Please copy the entries below word for word.
* * * * * * * * *
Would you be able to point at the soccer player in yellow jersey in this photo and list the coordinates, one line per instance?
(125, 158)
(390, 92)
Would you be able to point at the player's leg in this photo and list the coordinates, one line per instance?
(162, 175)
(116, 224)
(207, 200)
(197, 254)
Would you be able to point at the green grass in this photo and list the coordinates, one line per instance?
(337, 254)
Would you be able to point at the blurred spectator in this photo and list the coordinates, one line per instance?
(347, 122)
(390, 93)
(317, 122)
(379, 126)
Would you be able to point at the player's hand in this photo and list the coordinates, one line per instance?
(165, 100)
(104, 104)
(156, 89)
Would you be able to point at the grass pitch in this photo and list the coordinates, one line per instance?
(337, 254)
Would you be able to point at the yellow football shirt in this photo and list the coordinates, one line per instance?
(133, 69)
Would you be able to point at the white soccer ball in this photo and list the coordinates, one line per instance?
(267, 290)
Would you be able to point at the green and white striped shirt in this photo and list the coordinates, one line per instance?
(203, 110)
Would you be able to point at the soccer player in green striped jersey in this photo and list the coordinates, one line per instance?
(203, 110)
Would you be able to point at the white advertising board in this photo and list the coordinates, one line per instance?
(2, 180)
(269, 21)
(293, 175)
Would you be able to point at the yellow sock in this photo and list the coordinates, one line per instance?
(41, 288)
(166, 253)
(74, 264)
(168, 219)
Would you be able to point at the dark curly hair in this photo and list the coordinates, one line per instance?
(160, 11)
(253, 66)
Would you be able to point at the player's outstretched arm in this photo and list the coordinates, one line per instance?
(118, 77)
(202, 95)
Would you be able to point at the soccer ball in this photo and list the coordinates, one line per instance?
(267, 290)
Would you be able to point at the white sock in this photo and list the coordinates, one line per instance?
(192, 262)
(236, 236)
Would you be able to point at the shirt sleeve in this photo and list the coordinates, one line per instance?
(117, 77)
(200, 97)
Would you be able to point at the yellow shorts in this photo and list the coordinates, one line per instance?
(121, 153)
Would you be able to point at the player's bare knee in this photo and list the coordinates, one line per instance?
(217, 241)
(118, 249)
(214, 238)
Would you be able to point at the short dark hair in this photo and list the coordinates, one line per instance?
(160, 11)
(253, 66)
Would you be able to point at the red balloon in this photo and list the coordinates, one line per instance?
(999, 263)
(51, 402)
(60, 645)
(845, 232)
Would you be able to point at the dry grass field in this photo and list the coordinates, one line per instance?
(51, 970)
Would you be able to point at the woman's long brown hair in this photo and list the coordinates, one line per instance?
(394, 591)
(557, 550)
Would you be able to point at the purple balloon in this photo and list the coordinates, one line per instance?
* * * * * * * * *
▶ [Finished exercise]
Would you be able to point at the soccer player in yellow jersey in this photo and list the coordinates, one line per instance?
(125, 158)
(390, 92)
Would you be able to point at the player's leg in this photo and list the coordinates, one line per instance?
(162, 175)
(116, 224)
(207, 200)
(197, 254)
Would you be able to point at the green grass in this photo and list the coordinates, one line per instance?
(337, 254)
Would you be able to point at the blurred spectator in this photo and list the coordinates, one line per instance?
(347, 122)
(390, 93)
(317, 122)
(379, 126)
Would you be able to point at the player's hand in this photo and list the coordinates, one line per instance?
(165, 100)
(104, 104)
(156, 89)
Would you be able to point at the grass pitch in this photo and list the coordinates, one line per instance?
(337, 254)
Would you be able to point at the yellow football shirt in this photo and list the coordinates, one line per instance?
(133, 69)
Would you be able to point at the white soccer ball in this photo and list the coordinates, one line per instance?
(267, 290)
Would you be able to point at the green and white striped shirt in this photo and list the coordinates, one line per instance?
(203, 110)
Would you be able to point at the soccer player in green striped jersey in this photo and list the coordinates, one line per instance?
(203, 110)
Would you be able to point at the white advertising board in this photo and list the coordinates, one line per instance?
(2, 180)
(269, 21)
(293, 175)
Would you be able to point at the yellow sock in this photo and list the coordinates, one line per instance?
(41, 288)
(166, 253)
(74, 264)
(168, 219)
Would you be able to point at the dark curly hair in this photo and list the coordinates, one line per instance?
(160, 11)
(253, 66)
Would you be able to point at the player's outstretched arm in this photo and list the coordinates, one line per instance?
(118, 77)
(202, 95)
Would you be able to point at the soccer ball in this photo and list the coordinates, one line per instance?
(267, 290)
Would you be able to point at the white sock in this photo and list the coordinates, one line per instance?
(192, 262)
(236, 236)
Would you be able to point at the shirt sleeve in this photo and list the coordinates, one line per instance?
(117, 77)
(200, 97)
Would you be able to point at the yellow shorts in this photo and list the coordinates, one line per instance?
(121, 153)
Would you be able to point at the player's bare knee in this photo and list the coordinates, one line per instance?
(217, 241)
(118, 249)
(214, 238)
Would you be able to point at the short dark hair in this photo and list the coordinates, one line per instance?
(160, 11)
(253, 66)
Would you be able to point at the red balloon in this photo and list the coordinates, one line per instance?
(999, 263)
(51, 402)
(60, 645)
(845, 232)
Would you be able to point at the dry grass field in this photo and list the coordinates, one line per instance?
(51, 970)
Would you be able to point at the woman's long brown hair in this photo and list the coordinates, one line per instance?
(394, 591)
(557, 550)
Would you be able to point at the purple balloon in this photo and list the coordinates, one line per instance?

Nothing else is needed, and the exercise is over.